(Data entries)

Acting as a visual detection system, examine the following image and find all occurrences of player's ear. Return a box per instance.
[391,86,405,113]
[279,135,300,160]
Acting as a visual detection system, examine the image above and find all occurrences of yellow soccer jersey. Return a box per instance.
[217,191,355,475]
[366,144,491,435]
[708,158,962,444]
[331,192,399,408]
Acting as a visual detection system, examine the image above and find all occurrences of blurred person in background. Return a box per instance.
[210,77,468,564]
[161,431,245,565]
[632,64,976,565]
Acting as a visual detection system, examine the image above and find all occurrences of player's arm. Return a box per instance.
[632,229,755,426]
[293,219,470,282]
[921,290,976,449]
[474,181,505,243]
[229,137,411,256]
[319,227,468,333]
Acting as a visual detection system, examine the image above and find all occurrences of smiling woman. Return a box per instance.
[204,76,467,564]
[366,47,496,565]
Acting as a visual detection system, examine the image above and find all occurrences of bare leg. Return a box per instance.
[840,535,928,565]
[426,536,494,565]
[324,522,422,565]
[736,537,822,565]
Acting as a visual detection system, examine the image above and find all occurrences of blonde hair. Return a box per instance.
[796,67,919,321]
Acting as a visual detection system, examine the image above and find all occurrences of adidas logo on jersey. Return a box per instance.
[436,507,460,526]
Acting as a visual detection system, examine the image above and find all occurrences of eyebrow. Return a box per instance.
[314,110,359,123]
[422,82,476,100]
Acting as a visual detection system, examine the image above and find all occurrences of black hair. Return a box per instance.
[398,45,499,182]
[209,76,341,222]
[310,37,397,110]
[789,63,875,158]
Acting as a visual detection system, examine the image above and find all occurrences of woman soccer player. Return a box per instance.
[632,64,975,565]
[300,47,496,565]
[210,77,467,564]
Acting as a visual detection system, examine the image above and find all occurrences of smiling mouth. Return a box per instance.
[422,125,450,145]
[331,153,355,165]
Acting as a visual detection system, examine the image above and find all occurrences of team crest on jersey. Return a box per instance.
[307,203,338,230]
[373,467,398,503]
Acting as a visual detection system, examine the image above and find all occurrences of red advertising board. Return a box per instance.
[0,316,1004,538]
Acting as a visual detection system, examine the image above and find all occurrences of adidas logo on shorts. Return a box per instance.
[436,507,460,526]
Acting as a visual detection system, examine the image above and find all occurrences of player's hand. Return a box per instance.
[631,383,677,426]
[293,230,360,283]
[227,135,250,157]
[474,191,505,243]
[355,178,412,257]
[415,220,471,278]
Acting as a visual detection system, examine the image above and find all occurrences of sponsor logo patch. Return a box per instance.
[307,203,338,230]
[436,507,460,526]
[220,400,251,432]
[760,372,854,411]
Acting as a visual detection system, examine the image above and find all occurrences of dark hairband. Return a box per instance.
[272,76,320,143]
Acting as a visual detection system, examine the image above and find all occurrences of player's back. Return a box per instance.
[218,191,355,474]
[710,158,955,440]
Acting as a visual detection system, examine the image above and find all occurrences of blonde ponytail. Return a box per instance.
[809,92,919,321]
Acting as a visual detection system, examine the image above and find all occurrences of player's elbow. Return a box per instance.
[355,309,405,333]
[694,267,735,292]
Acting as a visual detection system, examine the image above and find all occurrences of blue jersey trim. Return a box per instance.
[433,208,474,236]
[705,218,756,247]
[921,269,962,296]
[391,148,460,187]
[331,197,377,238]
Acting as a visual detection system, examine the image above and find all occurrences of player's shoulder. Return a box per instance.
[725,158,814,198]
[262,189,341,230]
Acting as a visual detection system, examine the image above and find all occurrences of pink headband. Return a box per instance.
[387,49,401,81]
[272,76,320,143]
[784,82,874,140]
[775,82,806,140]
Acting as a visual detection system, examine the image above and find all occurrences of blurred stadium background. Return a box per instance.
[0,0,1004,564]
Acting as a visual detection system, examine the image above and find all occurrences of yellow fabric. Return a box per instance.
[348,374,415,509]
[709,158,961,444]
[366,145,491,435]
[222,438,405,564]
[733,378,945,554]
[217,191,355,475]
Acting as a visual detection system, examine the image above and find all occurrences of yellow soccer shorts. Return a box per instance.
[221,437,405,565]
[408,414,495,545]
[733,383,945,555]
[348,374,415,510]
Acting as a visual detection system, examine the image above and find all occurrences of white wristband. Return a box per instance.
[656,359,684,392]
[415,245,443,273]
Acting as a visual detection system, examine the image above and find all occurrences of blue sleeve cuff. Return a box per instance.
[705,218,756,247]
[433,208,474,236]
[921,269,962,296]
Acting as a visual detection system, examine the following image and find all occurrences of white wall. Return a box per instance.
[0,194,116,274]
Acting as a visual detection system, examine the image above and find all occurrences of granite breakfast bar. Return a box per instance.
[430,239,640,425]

▸ **EXERCISE**:
Please write out every line of the listing above, character for character.

▸ **RESULT**:
Acting as a visual detection system, examine the following image and find all occurrences of player's ear. Return a box per instance.
[391,86,405,113]
[279,135,300,160]
Acting as a visual detection system, examine the image above and find all occurrences of yellow soccer jersey. Return a box per instance.
[217,191,355,475]
[366,144,491,435]
[708,158,962,444]
[331,192,399,408]
Acting as a visual detection system, examine the image above and find all occurrences of blurred person in background. Return a box per instance.
[210,77,468,564]
[161,431,245,565]
[632,64,976,565]
Acting as a visual detection system, examine the image above and find all occurrences of player's arm. Return a box per instance.
[632,229,755,426]
[293,219,470,282]
[921,290,976,449]
[474,181,505,243]
[229,137,411,256]
[319,227,468,333]
Acting as a visual detection system, examine the image above and find all occurrences of smiling woman. Return a box per instance.
[204,76,467,564]
[366,47,496,565]
Acting as a visual detection system, examine the image above and find all occurrences of bare leg. Return a box per instance.
[840,535,928,565]
[426,536,494,565]
[324,522,422,565]
[736,537,822,565]
Acting as a visual detection system, examine the image above and find all occurrences of blonde hair. Return a box per instance.
[796,67,919,321]
Acting as a visual detection system, examine the image above and find all occurrences of adidas logo on jersey. Return a box per instance.
[436,507,460,526]
Acting as a visual detection system, examine the image above and find all occurrences of eyebrow. Return a box per instance.
[314,110,359,123]
[422,82,476,100]
Acting as a visual detection system, examine the image above and find all occurrences of black hair. Return a box per instance.
[398,45,499,182]
[209,76,341,222]
[310,37,397,110]
[789,63,875,158]
Acting as a visual detection system, examine the image above and find all occurrences of woman soccer player. Return a box per instance.
[632,64,975,565]
[300,47,496,565]
[210,77,467,564]
Acting as a visual detection system, examine the image above and find all occurrences of smiling mouth. Return a box per instance.
[422,125,450,145]
[331,153,355,165]
Acting as a visual detection system, examine the image above and find all occurrences of team crest on jersey. Return a box per instance.
[307,203,338,230]
[373,467,398,503]
Acting as a visual detection system, examine the image above and find all occurrences of red advertising board. Return a box per instance.
[0,316,1004,538]
Acting as a visual detection system, examine the image above and find all occurrences of adidas logo on shorts. Return a box per instance.
[436,507,460,526]
Acting as a visual detection system, examine the image above and find all occurrences of player's hand. Return a box per instance.
[631,383,677,426]
[293,230,360,283]
[227,135,250,157]
[474,191,505,243]
[355,178,412,257]
[415,220,471,278]
Acting as a visual detection system, examine the image above and find all occurrences of sponsor logo patch. Return a box per instance.
[307,203,338,230]
[436,507,460,526]
[220,400,251,432]
[760,372,854,411]
Acting as a visual detection system, examine the image above and find all occurrences of dark hairband. Return a box per instance.
[272,76,320,143]
Acting as a visual detection system, examine the image above and find all occurrences of player's back. Return a box per instance.
[218,191,355,474]
[710,158,955,440]
Acting as a visual detection system, examine the image above and find all occurrences of blonde ponytail. Return a box per instance.
[809,92,919,321]
Acting as a visual detection system, examine the image above and find all occurrences of player's elbow. Return a box per instance.
[355,309,405,333]
[694,267,735,292]
Acting as a visual detection system, examine the image above and find all occurrences of blue jersey trim. Return a box per instance.
[433,208,474,236]
[705,218,756,247]
[921,269,962,296]
[391,148,460,187]
[331,197,377,238]
Acting as a visual detection system, examine the image above and find all occurrences of player's shoulder. Return a box per instance.
[725,158,814,198]
[262,189,341,230]
Acting as a visual detection system, examine the image above and find all occurrences of pink headband. Return a box per instance.
[387,49,401,81]
[272,76,320,143]
[784,82,874,140]
[775,82,806,140]
Acting as a visual detection system, examine the image above and find all occurrences of blurred stadium background. Return a box per instance.
[0,0,1004,564]
Acting as a visual detection system, examine the image above and find all occurrences of yellow fabric. Return a box per instance.
[348,374,415,509]
[709,158,961,444]
[366,145,491,435]
[222,438,405,564]
[733,378,945,554]
[217,191,355,475]
Acting as a visual detection system, examine the image above and find all occurrences of yellow soccer shorts. Return a box per instance.
[221,437,405,565]
[408,414,495,545]
[733,383,945,555]
[348,374,415,510]
Acting as a visual detection system, examine the image above and find all occurrences of white wristband. Return a box per instance.
[656,359,684,392]
[415,245,443,273]
Acting as a visual detection system, examine the image above and find all occurrences of blue sleeve cuff. Return a box per instance.
[705,218,756,247]
[433,208,474,236]
[921,269,962,296]
Acting as a visual detection system, examine the following image and find all occurrences of white wall. Return a box per instance.
[0,194,116,274]
Acting as a visual detection system, examine the image above and find all occurrences of granite breakfast bar. Return a box per instance.
[430,239,640,425]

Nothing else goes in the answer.